Collected data

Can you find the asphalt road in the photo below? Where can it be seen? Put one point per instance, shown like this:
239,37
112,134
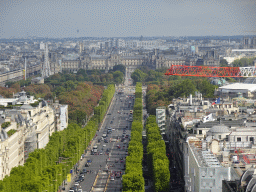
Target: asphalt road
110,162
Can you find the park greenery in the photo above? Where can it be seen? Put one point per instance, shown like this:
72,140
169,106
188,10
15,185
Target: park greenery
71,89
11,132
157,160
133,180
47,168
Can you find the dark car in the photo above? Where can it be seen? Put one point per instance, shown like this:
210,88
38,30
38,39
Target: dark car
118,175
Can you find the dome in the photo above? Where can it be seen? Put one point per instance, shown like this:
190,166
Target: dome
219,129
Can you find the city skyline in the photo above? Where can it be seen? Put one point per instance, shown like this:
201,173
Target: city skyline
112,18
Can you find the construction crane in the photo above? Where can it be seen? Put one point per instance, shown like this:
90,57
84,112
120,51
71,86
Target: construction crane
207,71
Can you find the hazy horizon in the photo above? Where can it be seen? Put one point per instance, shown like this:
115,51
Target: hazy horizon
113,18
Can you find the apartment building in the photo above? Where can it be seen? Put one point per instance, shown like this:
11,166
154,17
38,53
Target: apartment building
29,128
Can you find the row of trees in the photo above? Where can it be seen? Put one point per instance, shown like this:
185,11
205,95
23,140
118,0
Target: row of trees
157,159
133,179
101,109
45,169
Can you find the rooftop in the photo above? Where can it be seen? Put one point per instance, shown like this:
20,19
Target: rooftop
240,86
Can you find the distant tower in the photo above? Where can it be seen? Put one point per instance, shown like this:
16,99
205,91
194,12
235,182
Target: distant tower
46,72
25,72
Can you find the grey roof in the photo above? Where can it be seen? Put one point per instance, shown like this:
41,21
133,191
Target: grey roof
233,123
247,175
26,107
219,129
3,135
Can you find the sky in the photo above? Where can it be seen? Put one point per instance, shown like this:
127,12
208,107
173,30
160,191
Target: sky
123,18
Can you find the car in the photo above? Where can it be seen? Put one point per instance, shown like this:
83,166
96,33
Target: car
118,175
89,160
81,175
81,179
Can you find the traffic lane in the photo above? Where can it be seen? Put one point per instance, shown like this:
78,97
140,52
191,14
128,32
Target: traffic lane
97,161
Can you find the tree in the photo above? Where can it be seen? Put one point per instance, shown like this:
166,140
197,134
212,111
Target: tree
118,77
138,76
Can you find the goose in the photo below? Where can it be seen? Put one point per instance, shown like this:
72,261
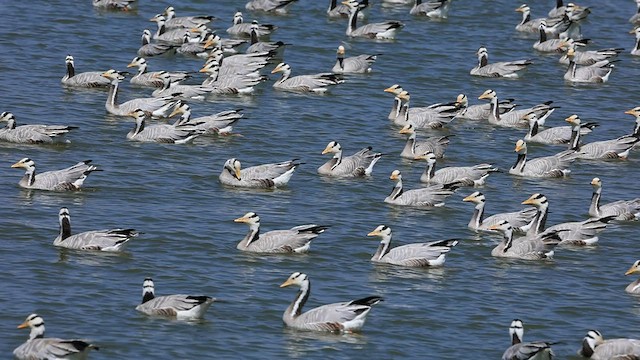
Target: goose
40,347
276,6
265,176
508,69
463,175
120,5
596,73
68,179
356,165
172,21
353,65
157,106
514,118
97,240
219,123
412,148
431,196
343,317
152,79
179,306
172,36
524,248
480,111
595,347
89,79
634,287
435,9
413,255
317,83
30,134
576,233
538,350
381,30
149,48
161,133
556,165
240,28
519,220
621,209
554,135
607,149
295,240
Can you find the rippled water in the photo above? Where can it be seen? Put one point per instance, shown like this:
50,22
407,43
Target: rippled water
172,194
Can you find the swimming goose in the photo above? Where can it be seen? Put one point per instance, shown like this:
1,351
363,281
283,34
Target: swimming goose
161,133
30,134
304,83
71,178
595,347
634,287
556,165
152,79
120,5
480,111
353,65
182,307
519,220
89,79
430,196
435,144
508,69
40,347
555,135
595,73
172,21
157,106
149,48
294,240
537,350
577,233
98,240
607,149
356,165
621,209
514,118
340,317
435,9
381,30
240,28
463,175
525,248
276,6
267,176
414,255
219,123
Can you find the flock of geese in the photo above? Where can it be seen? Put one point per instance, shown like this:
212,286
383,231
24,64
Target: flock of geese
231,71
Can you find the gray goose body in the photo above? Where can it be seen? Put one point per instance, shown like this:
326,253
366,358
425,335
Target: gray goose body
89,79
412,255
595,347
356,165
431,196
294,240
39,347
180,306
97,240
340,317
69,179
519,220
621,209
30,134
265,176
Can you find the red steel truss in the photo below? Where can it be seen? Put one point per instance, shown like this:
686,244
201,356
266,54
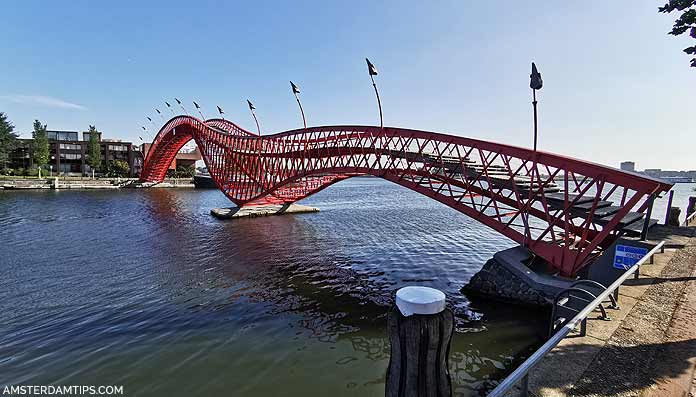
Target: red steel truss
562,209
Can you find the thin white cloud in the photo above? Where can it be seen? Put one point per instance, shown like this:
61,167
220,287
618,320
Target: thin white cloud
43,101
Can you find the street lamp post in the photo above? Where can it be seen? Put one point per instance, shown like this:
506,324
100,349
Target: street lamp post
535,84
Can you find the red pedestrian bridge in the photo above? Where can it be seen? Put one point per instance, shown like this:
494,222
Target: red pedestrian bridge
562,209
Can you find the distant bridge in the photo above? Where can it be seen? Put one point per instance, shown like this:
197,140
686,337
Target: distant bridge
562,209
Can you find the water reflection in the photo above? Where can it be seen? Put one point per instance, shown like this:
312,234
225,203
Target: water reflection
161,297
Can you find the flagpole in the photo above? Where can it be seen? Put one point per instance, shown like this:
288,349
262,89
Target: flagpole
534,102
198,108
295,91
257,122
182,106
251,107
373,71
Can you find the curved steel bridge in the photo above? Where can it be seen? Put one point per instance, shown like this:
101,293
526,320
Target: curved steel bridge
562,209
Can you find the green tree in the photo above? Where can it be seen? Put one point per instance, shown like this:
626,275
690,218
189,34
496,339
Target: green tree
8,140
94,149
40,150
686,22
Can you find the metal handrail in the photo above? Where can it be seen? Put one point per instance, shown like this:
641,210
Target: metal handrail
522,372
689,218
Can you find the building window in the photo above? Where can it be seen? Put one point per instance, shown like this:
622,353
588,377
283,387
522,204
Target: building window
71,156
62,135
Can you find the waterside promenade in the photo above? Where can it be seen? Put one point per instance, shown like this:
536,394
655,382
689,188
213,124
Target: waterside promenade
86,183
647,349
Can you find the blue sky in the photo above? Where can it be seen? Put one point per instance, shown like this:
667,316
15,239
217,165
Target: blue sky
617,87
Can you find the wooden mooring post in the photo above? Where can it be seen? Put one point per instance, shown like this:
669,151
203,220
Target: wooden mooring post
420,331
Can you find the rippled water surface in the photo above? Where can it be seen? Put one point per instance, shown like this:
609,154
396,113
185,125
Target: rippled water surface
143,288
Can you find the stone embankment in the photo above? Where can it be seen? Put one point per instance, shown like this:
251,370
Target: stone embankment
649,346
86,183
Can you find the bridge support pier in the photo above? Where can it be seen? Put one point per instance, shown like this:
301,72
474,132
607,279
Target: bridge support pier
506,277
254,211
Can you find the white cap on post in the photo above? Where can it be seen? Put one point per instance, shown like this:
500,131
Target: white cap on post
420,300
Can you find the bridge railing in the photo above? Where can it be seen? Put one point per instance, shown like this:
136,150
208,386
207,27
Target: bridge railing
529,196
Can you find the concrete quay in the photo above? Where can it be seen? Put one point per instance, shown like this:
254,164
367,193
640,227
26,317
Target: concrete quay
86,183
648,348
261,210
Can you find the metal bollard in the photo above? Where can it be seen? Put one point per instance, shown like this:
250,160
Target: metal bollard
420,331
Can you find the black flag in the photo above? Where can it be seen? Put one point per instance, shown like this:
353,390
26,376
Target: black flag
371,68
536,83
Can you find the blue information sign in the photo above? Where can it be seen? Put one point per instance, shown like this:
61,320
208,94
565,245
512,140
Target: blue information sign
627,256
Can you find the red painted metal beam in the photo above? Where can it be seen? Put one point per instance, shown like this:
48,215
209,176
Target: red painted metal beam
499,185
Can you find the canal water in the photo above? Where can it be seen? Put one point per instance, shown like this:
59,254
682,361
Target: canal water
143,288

Work item
Repeat every entry exactly, but leave out the pictures.

Result of the exercise
Can you find the asphalt road in the photo below? Where can it be seen? Put one point per instance, shown like this:
239,37
112,134
Target: asphalt road
110,162
Can you find the park greenery in the photo above? Where can it be seen? Put one point per instance, shown like this:
72,140
169,106
188,10
15,185
Target: park greenery
71,89
11,132
157,160
133,180
47,168
Can you find the dark car in the photo above? Where can it be seen? Put one point per instance, shown like this:
210,88
38,30
38,39
Target: dark car
118,175
Can you find the dome in the photo above? Where can it be seen? Put one point per instance, shown like this:
190,166
Target: dome
219,129
Can you find the city skyline in the photo above? Where can it be seen? Put one point per instance, shown like this:
201,173
Target: city skyline
112,18
Can you find the construction crane in the photo above? Where can it be seen? Put one point per instance, shown like this:
90,57
84,112
120,51
71,86
Target: construction crane
207,71
Can you find the hazy horizon in the photo above? Where can it be seen? Put one point per instance, shown like this:
115,51
Target: hazy horizon
113,18
Can you find the apartment building in the photo above? Where can it be seen? Put one point per instance, shown like this:
11,166
154,17
38,53
Target: apartment building
29,128
Can you find the row of trees in the photo above? Where can it be seen? Put one point per instance, shown like this:
185,11
205,95
23,140
118,0
Target: row of trees
157,159
133,179
101,109
45,169
Can you find the rooftop in the photo above? Where can it be seen? Put one point per instance, shown like this:
20,19
Target: rooftop
240,86
Can you find the distant tower in the photo above? Where can it be seen? Put one point per instance, shown like this:
16,99
205,91
194,12
235,182
Target: distant tower
46,72
25,72
Can you find the grey roof in the photo above? Where can it be seen? Put one point per instance, shown like this:
41,21
133,191
Target: grey roof
233,123
247,175
26,107
219,129
3,135
Can you find the sky in the photo above? Where can it be seen? Put one point per instance, shown like this:
127,12
208,107
173,30
160,191
Target: sky
123,18
Can you find the car in the photo above? Where can it be seen? Put one point per instance, shown like this:
83,166
96,33
Target: car
118,175
89,160
81,175
81,179
Can you find the traffic lane in the photo above? Where can it be seen? Put one point per instance, shown like this:
78,97
140,52
191,14
128,32
Target: traffic lane
97,161
Can you find the tree in the photo above? Where can it be seen? Put one point per instance, shown like this:
166,140
197,134
212,111
Target: tree
118,77
138,76
Can you find the goose in the photo below? Where can it be seen? Put one point per instance, shown like this:
72,261
Target: goose
40,347
276,6
265,176
508,69
463,175
120,5
596,73
68,179
356,165
172,21
353,65
157,106
514,118
97,240
219,123
412,148
431,196
343,317
152,79
179,306
172,36
524,248
480,111
595,347
89,79
634,287
435,9
413,255
317,83
30,134
576,233
538,350
381,30
149,48
161,133
556,165
240,28
519,220
621,209
554,135
607,149
295,240
Can you find the rippled water in the photo above? Where can it be seen? Put one point per instance, shown like this:
50,22
407,43
Target: rippled water
172,194
Can you find the swimming goose in the photo above? Where can it be seen? Put one point per instance, shown like this:
1,351
363,281
283,34
Target: swimming goose
161,133
30,134
304,83
71,178
595,347
634,287
556,165
152,79
120,5
480,111
353,65
182,307
519,220
89,79
430,196
435,144
508,69
40,347
555,135
595,73
172,21
157,106
149,48
294,240
537,350
577,233
98,240
607,149
356,165
621,209
514,118
340,317
435,9
381,30
240,28
463,175
525,248
276,6
267,176
414,255
219,123
Can you find the flock of geese in the photo above? Where can it be seen? Put one point per instance, shown like this:
212,286
383,231
24,64
Target: flock of geese
231,71
Can you find the gray goose body in the photo above? Where can it be seen? Put one point per instance, shown like this:
326,253
366,358
425,335
Target: gray goose body
89,79
412,255
595,347
356,165
431,196
294,240
39,347
180,306
97,240
340,317
69,179
519,220
621,209
30,134
265,176
Can you find the red steel truss in the photo below? Where can it be seen? Put one point per instance, shown like this:
686,244
201,356
266,54
Target: red steel truss
562,209
Can you find the thin white cloud in the photo above? Where can it be seen? Put one point per instance, shown like this:
61,167
220,287
618,320
Target: thin white cloud
43,101
Can you find the street lamp post in the photo above? Where can it be seen? Put one point per instance, shown like this:
506,324
100,349
Target: street lamp post
535,84
Can you find the red pedestrian bridge in the photo above? Where can it be seen? Put one point per instance, shown like this:
494,222
Target: red pedestrian bridge
562,209
Can you find the distant bridge in the photo above? Where can it be seen? Put one point per instance, shown like this:
197,140
686,337
Target: distant bridge
562,209
Can you find the water reflection in the photo above? Where can it be seen? Put one point per instance, shown like this:
312,234
225,203
Target: water reflection
161,297
Can you find the flagpole in the photo above? Where can it be seen? Put one point per instance, shown like this:
288,349
262,89
Target: flagpole
534,102
198,108
295,91
257,122
182,106
251,107
373,71
Can you find the curved steel bridge in the photo above? Where can it be seen? Put one point per instance, shown like this:
101,293
526,320
Target: curved steel bridge
562,209
Can you find the green tree in the photo above? Where can it be seen? Put one point per instance, shown like this:
626,275
690,218
189,34
496,339
Target: green tree
8,140
94,149
40,150
686,22
Can you find the metal handrail in the photo above? Where can it be seen? Put one point per instance, shown like this:
641,210
Target: metal handrail
522,372
689,218
Can you find the building window in the photo above? Where can it be seen? Put one point per instance, shown like this:
622,353
588,377
283,387
522,204
Target: building window
71,156
62,135
Can you find the waterside promenade in the photo above? Where can it be seen? Put one point per instance, shown like this:
536,394
655,382
689,188
213,124
Target: waterside promenade
86,183
647,349
Can you find the blue sky in the photo above? Where can it be seen? Put one point per instance, shown like this:
667,316
15,239
217,165
Target: blue sky
617,87
Can you find the wooden mooring post in the photo above? Where can it be seen? Put one point per instance, shown like this:
669,151
203,220
Target: wooden mooring post
420,331
Can you find the rippled water surface in the photo above? Where can it be seen? Put one point per instance, shown like this:
609,154
396,113
185,125
Target: rippled water surface
143,288
Can you find the stone embankment in the photo above? Where can it be seen? Put one point per instance, shown like this:
251,370
Target: stone embankment
649,346
86,183
Can you find the bridge support pier in the photo above? Where can it be seen? Put one point per instance, shown like this:
301,72
474,132
607,279
Target: bridge support pier
506,277
254,211
Can you find the white cap on post in the photo above? Where can it be seen? Put one point per instance, shown like this:
500,131
Target: white cap on post
420,300
Can you find the bridge railing in the photo above? Where can it be seen? Put one point per instance, shown like this:
136,150
208,386
207,27
Target: bridge railing
529,196
Can you find the concrete quay in the photo above? Where can it be seen? Put one point per instance, shown like this:
254,164
367,193
640,227
26,317
Target: concrete quay
86,183
648,348
261,210
Can you find the metal bollard in the photo above? Where can it be seen? Put one point per instance, shown like this:
250,160
Target: metal bollard
420,331
Can you find the black flag in the photo above? Where can it be seen? Put one point per instance, shown like this:
353,390
26,376
Target: black flag
371,68
536,83
Can you find the blue information sign in the photo above? Where can it be seen? Put one point per instance, shown like this:
61,320
208,94
565,245
512,140
Target: blue information sign
627,256
Can you find the red painted metal beam in the photo above? Where can it be seen? Put one point per instance, shown like this:
48,215
209,176
Target: red painted metal beam
499,185
Can you find the canal water in the photo above? Where can it be seen? Put one point per instance, shown like this:
59,254
682,361
Target: canal water
143,288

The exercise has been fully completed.